#### Your instructions:
Pick out and copy every line in the material below that contains the word "officer". Letter case counts.

• • • • • • •

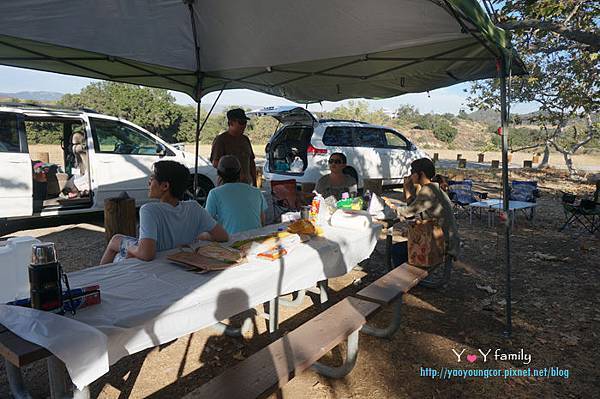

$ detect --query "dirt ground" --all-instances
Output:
[0,170,600,399]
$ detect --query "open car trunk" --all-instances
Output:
[266,125,313,175]
[248,105,317,175]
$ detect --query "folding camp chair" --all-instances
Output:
[271,179,300,220]
[558,192,600,234]
[508,180,540,220]
[448,179,487,217]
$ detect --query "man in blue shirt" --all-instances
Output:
[100,161,229,265]
[206,155,267,234]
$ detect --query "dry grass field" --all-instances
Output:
[29,143,600,170]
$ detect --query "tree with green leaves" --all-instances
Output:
[467,0,600,175]
[60,82,184,142]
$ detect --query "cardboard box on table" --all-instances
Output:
[408,219,446,267]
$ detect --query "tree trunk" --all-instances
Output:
[563,151,577,176]
[538,142,550,169]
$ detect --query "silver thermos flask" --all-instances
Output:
[29,242,62,313]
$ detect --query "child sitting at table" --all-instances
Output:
[206,155,267,234]
[388,158,460,259]
[100,161,229,265]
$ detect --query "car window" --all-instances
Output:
[323,126,354,147]
[385,130,408,150]
[356,127,386,148]
[0,115,21,152]
[90,119,158,155]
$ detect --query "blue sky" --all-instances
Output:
[0,66,536,114]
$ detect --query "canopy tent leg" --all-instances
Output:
[498,56,512,338]
[4,359,31,399]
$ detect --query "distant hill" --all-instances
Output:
[0,91,64,101]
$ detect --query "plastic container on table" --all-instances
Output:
[0,236,40,303]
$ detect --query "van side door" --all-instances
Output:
[384,130,413,184]
[354,126,391,180]
[0,113,33,218]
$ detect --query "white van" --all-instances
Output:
[0,103,217,222]
[248,106,429,188]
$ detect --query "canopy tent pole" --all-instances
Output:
[498,54,512,338]
[183,0,208,200]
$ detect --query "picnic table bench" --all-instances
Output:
[184,263,428,399]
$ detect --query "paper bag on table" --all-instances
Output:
[329,209,372,230]
[408,219,446,267]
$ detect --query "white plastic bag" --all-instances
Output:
[290,156,304,173]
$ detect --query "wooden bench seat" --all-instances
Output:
[0,324,52,367]
[185,298,379,399]
[354,263,428,305]
[354,263,428,338]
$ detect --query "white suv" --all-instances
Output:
[248,106,428,187]
[0,103,217,222]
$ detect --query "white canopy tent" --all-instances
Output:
[0,0,524,334]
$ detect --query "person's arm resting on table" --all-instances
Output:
[127,238,156,262]
[396,186,435,218]
[198,224,229,242]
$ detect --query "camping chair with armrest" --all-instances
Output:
[558,192,600,236]
[448,179,487,217]
[508,180,540,220]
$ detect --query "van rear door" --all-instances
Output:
[247,105,317,126]
[0,113,33,218]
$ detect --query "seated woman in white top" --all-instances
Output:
[100,161,229,265]
[315,152,358,200]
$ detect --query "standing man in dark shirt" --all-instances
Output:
[210,108,256,186]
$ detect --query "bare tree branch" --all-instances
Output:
[510,143,544,152]
[498,19,600,51]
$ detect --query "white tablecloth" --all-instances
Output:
[0,225,381,388]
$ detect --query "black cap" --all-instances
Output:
[227,108,250,121]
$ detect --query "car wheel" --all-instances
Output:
[184,175,215,206]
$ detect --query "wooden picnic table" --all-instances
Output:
[0,226,380,398]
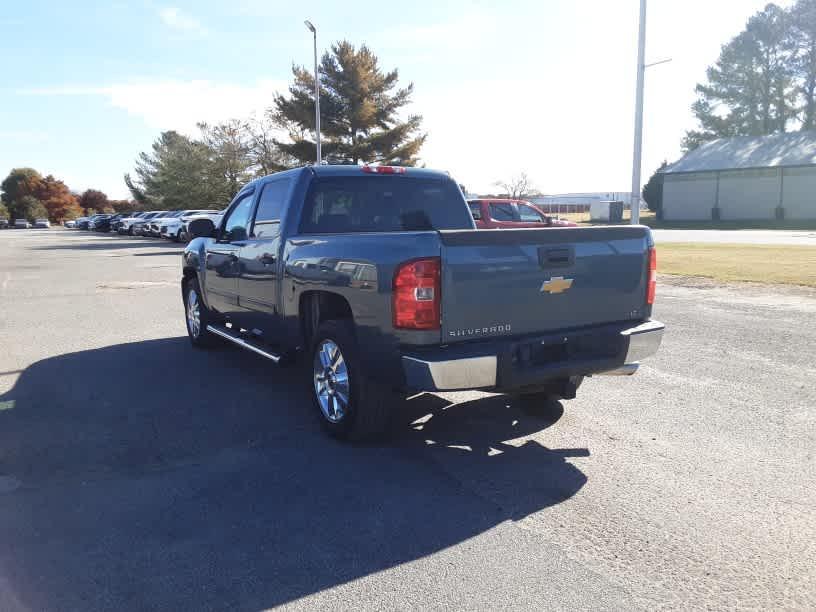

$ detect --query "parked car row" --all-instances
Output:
[0,217,51,229]
[65,209,223,242]
[468,198,578,229]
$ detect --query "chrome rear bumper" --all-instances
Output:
[402,321,665,391]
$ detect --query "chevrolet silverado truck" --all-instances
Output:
[181,165,663,439]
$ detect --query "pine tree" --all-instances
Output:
[642,161,669,212]
[683,4,796,150]
[272,41,425,166]
[125,131,226,210]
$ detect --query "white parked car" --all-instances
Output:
[180,209,227,240]
[158,210,219,242]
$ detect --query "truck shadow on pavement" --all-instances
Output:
[31,234,184,252]
[0,337,589,611]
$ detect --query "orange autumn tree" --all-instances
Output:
[34,174,82,223]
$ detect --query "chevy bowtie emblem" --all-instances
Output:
[541,276,572,293]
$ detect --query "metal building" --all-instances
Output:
[663,131,816,221]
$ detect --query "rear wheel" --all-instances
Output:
[183,278,219,348]
[307,320,397,440]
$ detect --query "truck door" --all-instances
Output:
[238,177,292,334]
[205,191,254,317]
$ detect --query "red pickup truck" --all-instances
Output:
[468,198,577,229]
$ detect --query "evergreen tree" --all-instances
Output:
[125,131,223,210]
[790,0,816,130]
[198,119,253,202]
[683,4,796,150]
[643,161,669,212]
[273,41,425,166]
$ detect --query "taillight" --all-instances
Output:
[392,257,442,329]
[646,247,657,304]
[360,166,408,174]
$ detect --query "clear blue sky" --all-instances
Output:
[0,0,789,197]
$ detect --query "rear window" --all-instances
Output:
[300,176,473,234]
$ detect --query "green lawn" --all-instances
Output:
[657,243,816,287]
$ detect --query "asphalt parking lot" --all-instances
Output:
[0,228,816,611]
[652,229,816,246]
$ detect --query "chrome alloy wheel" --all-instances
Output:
[314,338,351,423]
[187,289,201,338]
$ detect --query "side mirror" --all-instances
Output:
[187,219,215,238]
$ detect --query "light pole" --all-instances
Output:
[631,0,646,225]
[303,19,323,166]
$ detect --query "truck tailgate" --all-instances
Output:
[439,226,651,344]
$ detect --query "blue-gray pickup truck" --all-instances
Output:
[181,165,663,439]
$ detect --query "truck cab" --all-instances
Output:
[181,166,663,439]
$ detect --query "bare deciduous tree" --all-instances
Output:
[493,172,535,200]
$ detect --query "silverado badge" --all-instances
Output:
[541,276,572,293]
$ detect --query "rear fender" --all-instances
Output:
[181,238,212,308]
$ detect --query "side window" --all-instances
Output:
[490,202,519,221]
[519,204,544,223]
[252,179,290,238]
[221,193,253,242]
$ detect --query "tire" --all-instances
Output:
[306,320,397,441]
[182,278,221,348]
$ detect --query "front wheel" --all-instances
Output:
[514,376,584,416]
[183,278,219,348]
[307,321,396,440]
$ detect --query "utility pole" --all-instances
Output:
[631,0,646,225]
[303,19,323,166]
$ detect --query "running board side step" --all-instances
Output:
[207,325,281,363]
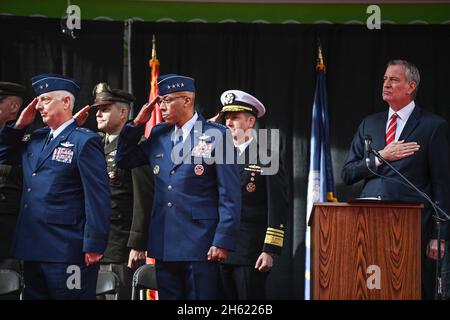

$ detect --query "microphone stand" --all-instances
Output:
[368,148,450,300]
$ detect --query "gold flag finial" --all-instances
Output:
[316,42,325,71]
[152,35,156,59]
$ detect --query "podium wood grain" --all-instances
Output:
[311,203,422,300]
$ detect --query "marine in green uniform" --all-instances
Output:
[92,83,153,300]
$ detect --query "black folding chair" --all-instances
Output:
[96,270,120,300]
[131,264,158,300]
[0,269,23,300]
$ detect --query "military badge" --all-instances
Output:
[244,164,263,172]
[194,164,205,176]
[192,134,212,158]
[246,182,256,192]
[52,147,73,163]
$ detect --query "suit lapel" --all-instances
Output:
[34,121,77,171]
[399,106,421,140]
[370,111,388,150]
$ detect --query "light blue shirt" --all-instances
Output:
[50,118,75,139]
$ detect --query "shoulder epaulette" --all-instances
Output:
[22,133,31,142]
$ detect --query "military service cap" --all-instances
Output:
[220,90,266,118]
[157,74,195,96]
[31,73,80,97]
[0,82,26,98]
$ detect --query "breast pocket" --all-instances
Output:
[191,207,219,220]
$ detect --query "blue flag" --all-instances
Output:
[305,47,337,300]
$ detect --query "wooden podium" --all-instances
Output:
[310,201,423,300]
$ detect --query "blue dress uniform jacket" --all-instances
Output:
[0,122,111,264]
[116,115,241,261]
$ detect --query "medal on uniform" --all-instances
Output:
[108,170,116,180]
[52,147,73,163]
[194,164,205,176]
[192,133,212,158]
[246,182,256,192]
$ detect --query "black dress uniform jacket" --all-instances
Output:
[223,140,288,266]
[0,164,22,259]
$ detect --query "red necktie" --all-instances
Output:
[386,113,398,145]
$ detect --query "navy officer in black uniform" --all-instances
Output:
[215,90,288,300]
[0,82,26,273]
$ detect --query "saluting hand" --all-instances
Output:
[133,96,161,126]
[127,249,145,269]
[84,252,103,267]
[14,98,38,129]
[73,105,91,127]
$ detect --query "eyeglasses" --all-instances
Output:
[159,96,187,105]
[36,96,62,106]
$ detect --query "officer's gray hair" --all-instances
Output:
[387,59,420,99]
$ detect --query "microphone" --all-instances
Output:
[364,135,372,168]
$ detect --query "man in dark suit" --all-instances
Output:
[342,60,450,299]
[215,90,288,300]
[85,83,153,300]
[116,74,241,300]
[0,82,26,273]
[0,74,111,299]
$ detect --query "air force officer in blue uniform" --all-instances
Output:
[116,74,241,300]
[0,74,111,299]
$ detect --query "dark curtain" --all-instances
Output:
[131,22,450,299]
[0,16,124,129]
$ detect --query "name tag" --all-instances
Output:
[52,147,73,163]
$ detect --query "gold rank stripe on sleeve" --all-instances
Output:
[267,227,284,237]
[264,234,283,247]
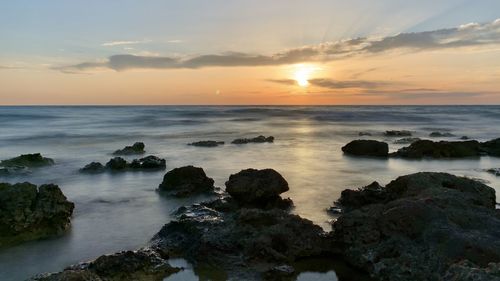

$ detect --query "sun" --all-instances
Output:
[293,64,317,87]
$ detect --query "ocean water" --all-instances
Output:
[0,106,500,281]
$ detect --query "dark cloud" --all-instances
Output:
[56,19,500,72]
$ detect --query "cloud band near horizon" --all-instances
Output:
[53,19,500,73]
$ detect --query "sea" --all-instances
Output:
[0,106,500,281]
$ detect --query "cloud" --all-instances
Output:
[56,19,500,72]
[267,78,393,89]
[101,40,151,47]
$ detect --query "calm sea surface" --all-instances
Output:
[0,106,500,281]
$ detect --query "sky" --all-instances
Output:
[0,0,500,105]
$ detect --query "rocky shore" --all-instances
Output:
[26,166,500,281]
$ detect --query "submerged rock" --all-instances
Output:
[481,138,500,157]
[384,130,412,137]
[394,138,420,144]
[80,155,167,173]
[333,173,500,281]
[80,162,106,173]
[342,140,389,157]
[0,182,74,247]
[0,153,54,168]
[188,140,224,147]
[391,140,481,158]
[129,155,167,170]
[231,135,274,144]
[113,142,146,155]
[226,169,291,207]
[158,166,215,197]
[30,249,181,281]
[429,132,455,138]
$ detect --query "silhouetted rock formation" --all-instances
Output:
[342,140,389,157]
[159,166,215,197]
[333,173,500,281]
[0,182,74,247]
[113,142,146,155]
[231,135,274,144]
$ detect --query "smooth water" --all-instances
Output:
[0,106,500,281]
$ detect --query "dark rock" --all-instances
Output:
[188,141,224,147]
[106,157,128,170]
[481,138,500,157]
[113,142,146,155]
[394,138,420,144]
[384,130,411,137]
[342,140,389,157]
[152,202,332,280]
[159,166,215,197]
[429,132,455,138]
[80,162,106,173]
[333,173,500,280]
[231,135,274,144]
[0,153,54,168]
[129,155,167,170]
[486,168,500,177]
[0,182,74,247]
[30,249,181,281]
[391,140,481,158]
[226,169,289,207]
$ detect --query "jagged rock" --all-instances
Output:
[113,142,146,155]
[333,173,500,281]
[0,182,74,247]
[429,132,455,138]
[394,138,420,144]
[231,135,274,144]
[342,140,389,157]
[486,168,500,177]
[391,140,481,158]
[106,157,128,170]
[129,155,167,170]
[0,153,54,168]
[384,130,412,137]
[80,162,106,173]
[226,169,289,207]
[481,138,500,157]
[159,166,215,197]
[30,249,181,281]
[188,141,224,147]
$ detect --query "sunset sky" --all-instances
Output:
[0,0,500,105]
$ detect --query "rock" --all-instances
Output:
[391,140,481,158]
[188,141,224,147]
[30,249,181,281]
[0,153,54,168]
[486,168,500,177]
[80,162,106,173]
[333,173,500,281]
[113,142,146,155]
[129,155,167,170]
[106,157,128,170]
[481,138,500,157]
[394,138,420,144]
[152,202,332,280]
[226,169,289,207]
[384,130,411,137]
[429,132,455,138]
[231,135,274,144]
[0,182,74,247]
[159,166,215,197]
[342,140,389,157]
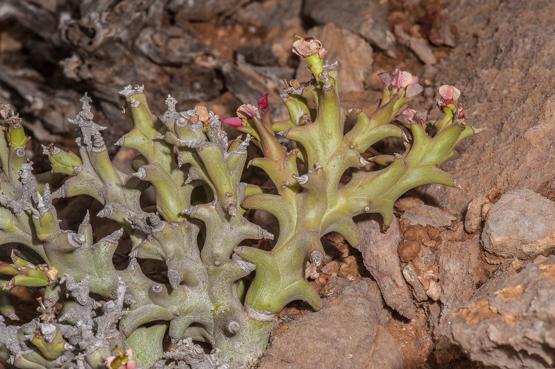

• • • • • • •

#### Response to the exercise:
$ detect --query "navy officer in black uniform" --all-instances
$ detect --query "officer's gray hair" --all-instances
$ detect --query "air force officer in blue uniform" --all-instances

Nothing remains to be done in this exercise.